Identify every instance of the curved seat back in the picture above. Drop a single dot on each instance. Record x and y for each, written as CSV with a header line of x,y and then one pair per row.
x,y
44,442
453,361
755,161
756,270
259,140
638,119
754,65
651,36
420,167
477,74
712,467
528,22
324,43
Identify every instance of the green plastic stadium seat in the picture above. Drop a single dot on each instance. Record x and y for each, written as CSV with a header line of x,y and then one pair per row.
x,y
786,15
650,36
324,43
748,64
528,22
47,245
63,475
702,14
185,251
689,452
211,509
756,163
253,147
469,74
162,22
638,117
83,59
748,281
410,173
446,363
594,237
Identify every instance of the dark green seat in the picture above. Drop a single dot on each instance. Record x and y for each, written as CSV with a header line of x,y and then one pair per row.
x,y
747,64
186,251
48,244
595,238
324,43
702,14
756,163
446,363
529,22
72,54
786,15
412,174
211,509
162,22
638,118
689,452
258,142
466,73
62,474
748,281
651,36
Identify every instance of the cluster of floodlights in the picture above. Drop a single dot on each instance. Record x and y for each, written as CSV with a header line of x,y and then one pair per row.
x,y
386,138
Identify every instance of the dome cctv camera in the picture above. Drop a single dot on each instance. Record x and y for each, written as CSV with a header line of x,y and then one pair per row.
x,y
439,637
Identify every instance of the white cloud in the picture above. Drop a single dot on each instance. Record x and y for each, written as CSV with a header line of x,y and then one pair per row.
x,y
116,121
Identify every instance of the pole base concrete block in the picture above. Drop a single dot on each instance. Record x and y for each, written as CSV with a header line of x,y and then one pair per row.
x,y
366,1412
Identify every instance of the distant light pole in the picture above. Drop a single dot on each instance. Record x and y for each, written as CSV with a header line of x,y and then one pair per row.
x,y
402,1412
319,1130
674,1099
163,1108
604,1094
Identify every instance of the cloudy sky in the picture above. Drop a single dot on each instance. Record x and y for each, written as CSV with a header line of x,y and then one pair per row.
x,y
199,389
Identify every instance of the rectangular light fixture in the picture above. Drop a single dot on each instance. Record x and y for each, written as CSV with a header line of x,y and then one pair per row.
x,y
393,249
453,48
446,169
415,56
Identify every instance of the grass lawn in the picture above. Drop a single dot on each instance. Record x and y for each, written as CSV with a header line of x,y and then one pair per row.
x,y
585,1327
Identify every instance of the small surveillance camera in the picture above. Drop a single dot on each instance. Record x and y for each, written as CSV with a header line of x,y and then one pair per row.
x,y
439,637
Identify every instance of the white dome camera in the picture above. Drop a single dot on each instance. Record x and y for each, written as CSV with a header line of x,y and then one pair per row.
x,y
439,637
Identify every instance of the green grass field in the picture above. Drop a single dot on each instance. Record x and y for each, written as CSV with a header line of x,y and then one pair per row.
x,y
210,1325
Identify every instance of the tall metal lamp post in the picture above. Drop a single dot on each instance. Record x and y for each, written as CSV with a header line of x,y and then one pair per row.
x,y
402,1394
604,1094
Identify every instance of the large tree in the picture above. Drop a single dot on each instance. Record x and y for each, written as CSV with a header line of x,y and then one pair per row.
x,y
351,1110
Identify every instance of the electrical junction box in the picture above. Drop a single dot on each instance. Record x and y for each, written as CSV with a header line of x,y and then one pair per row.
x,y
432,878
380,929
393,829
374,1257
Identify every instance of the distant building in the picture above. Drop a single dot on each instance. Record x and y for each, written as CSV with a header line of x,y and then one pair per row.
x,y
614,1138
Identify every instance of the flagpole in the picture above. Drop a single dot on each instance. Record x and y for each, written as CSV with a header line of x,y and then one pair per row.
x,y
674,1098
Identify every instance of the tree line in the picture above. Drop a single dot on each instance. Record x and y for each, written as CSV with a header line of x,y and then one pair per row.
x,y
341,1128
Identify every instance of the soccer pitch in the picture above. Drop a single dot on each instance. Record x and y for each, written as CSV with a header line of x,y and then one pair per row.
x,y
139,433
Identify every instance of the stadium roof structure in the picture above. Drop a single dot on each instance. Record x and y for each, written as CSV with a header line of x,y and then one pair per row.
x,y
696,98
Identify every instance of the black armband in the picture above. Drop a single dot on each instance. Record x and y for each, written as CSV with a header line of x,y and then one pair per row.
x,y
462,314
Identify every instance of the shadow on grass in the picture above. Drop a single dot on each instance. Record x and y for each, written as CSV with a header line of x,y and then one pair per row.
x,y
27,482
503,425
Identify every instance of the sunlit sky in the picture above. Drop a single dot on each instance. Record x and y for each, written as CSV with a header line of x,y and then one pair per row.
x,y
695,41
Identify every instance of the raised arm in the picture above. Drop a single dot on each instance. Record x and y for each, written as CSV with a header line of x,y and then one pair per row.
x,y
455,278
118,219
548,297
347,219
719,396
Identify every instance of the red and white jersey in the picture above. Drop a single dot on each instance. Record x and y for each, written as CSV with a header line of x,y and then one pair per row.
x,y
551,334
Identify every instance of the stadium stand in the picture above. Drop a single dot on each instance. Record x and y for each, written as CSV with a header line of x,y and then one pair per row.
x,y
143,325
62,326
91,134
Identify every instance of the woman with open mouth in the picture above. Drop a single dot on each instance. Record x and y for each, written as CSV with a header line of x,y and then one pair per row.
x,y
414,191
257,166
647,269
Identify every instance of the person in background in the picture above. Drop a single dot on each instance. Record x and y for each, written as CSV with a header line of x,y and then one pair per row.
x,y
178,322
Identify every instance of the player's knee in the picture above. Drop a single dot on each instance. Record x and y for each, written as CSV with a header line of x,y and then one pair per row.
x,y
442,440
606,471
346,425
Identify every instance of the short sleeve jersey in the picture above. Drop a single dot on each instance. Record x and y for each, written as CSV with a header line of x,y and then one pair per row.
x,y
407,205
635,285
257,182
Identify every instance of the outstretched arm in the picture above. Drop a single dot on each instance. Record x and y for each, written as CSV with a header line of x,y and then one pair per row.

==============================

== PROBLEM TO SOLVE ==
Return all the lines shown above, precisely as they stand.

== TASK SOLUTION ==
Identify every instance of the curved seat back in the picture above. Drop a single dot on each instance. Record x and y for each, written as CSV with a header line of x,y and then one pair per row.
x,y
44,442
453,361
755,161
756,270
259,140
638,119
754,65
651,36
420,167
477,74
712,467
528,22
324,43
Identify every instance of the green plastic stadium seat in the picture above. Drop a single dot on each instance. Record x and y for each, written as CSV with a header line of x,y and then one pair per row.
x,y
786,15
650,36
324,43
748,64
528,22
47,245
63,475
702,14
185,251
689,452
211,509
756,163
253,147
469,74
162,22
638,117
83,59
748,281
410,173
446,363
594,237
Identify every instance of the dark green seat in the picture above. Drop a single dot on each instance. Record x and y for each, written as CSV with a header line of x,y and then one pair per row.
x,y
747,64
186,251
48,244
595,238
324,43
702,14
756,163
446,363
529,22
72,54
786,15
412,174
211,509
162,22
638,118
689,452
258,142
466,73
62,474
748,281
651,36
Identify every instance of the cluster of floodlights in the picture above. Drop a single dot on each instance. Record x and y for each, written as CSV with a header line of x,y and then one pair per row.
x,y
386,138
Identify every instance of the dome cctv camera in the picture above. Drop a single dot on each instance. Record x and y for each, written as CSV with a header line of x,y and then one pair per row.
x,y
439,637
Identify every instance of the white cloud in the picture above. Drop a single dot on each instance. Record x and y for each, written as CSV with a header line of x,y and then one pair per row.
x,y
116,121
Identify every instance of the pole base concrete block in the picture above. Drop a single dot on each instance. Record x and y for each, written as CSV with a header line of x,y and then one pair per row.
x,y
366,1412
Identify every instance of the distant light pole in the picture above. Drop a single dot on each instance. Record x and y for each, written as CSV with a header line of x,y and then one pair per row.
x,y
402,1412
319,1130
674,1099
163,1108
604,1094
Identify every instance of the cloudy sky in the picture above. Drop a single dot on each instance. Record x and y for each, written as CSV with a header line of x,y and then one pair per row.
x,y
199,389
Identify every instance of the rectangular light fixture in the picture above. Drop a single dot on each instance. Record x and y for each, written as CSV with a header line of x,y and then one pair per row.
x,y
393,249
453,48
446,169
415,56
Identify every instance of the grass lawn in the picture above. Drop a single dot on each instance. Record x and y for each, written as CSV with a header line of x,y and then one pair per row.
x,y
585,1327
Identify every instance of the small surveillance camera in the picture above. Drop a single dot on each instance. Record x and y for each, written as CSV with a header line of x,y and then one pair per row.
x,y
439,637
Identify every instance of the white dome camera in the picture above. Drop a single dot on each instance. Record x and y for each, written as CSV with a header line of x,y and then one pair per row.
x,y
439,637
Identify every instance of the green grass field in the picture above. Drop a single dot on each instance. Record x and y for each, written as CSV with a header line of x,y and then one pair per row.
x,y
210,1325
Identify every instance of the tall metal lamp post in the picture above. Drop a single dot on each instance. Record x and y for each, written as CSV with a header line of x,y and then one pair per row.
x,y
402,1394
604,1094
Identify every instance of the large tree in the picture above. Drop a single dot on each instance. Record x and y for each, written as CSV with a header line of x,y and then one pair per row.
x,y
351,1110
Identify every instance of the electrical junction box in the picture above. Drop a single dot on each instance. Record x and y for each, written as CSV with a header line of x,y and then one pair per row.
x,y
432,878
380,929
393,829
374,1257
Identify every instance of the distant building in the picture above. Drop a single dot on each instance. Record x and y for each, written as CSV with a header line of x,y and then one pair per row.
x,y
614,1138
Identify every instance of the flagpole in the picture above. Drop a single dot on each instance. Record x and y for each, written as CSV with a header line of x,y and then one pair per row.
x,y
674,1098
Identify every instance of the tree line in the picture above. Drop a single dot on each instance. Record x and y for each, written as CSV with a header line of x,y and then one pair per row.
x,y
341,1128
Identify every instance of the soccer pitch in the picture above. Drop a single dot on each instance. Record x and y for each, written as CSV with a header line of x,y and then one pair per row.
x,y
139,433
Identify every instance of the stadium roof structure in the picture above. Drop a single dot on each instance. Record x and y for each, written as CSV with a header line of x,y and then one pair per row.
x,y
696,98
Identify every instance of the black armband in the picture above. Drop a single dot on each instance. Record x and y for each, written as CSV with a header line of x,y and then one pair per row.
x,y
462,314
Identify every instance of the shadow on grass in the picture above. Drop a single dot on each instance. Record x and y for each, written as CSV with a header line of x,y and then one pair per row.
x,y
27,482
503,425
Identify every instance of the sunlit sky in the picture above. Drop a single dot on each instance. Record x and y for each, written as CSV with a header line of x,y and then one pair per row.
x,y
695,41
Identify every instance of the raised arm in the picture above. Drop a single dot on each instance. Record x and y for each, written as CSV with a header line of x,y and then one pair per row.
x,y
455,278
118,219
548,297
347,219
719,396
Identify every instance of the red and white jersey in the picture above. Drop a single dot on each instance. Record x and y for each, written as CSV with a header line of x,y and then one pair per row.
x,y
551,334
Identify every instance of the stadium stand in the picture above. Drop a single dot on each instance. Record x and y for each, written as CSV with a header line of x,y and then one pair per row.
x,y
143,325
62,326
91,134
Identify every instance of the woman with open mouth in the picture above. Drop a single dot on each instance. Record x and y for each, written as CSV with a header line of x,y and then one pair per row.
x,y
414,191
257,166
647,269
Identify every instance of the person in background in the picture above. Drop a single dot on each instance. Record x and y for each, written as CSV with a header line of x,y and then one pair per row.
x,y
178,322
Identify every instance of the player's knee in the picture above. Drop a single dot on each instance. Record x and y for each, written as CSV with a header line of x,y and then one pair per row.
x,y
442,440
606,471
346,425
Identify every instance of the short sleeve jersey in the picture above. Drop a single dot on each instance. Record x and y for each, written as CSV with a header line of x,y and then one pair per row.
x,y
407,205
635,285
257,182
Identify every instance of the outstretched arm in the picture above. Drop a single dot on each instance. Record x and y for each, written as CSV with a header line of x,y and then one pair per row.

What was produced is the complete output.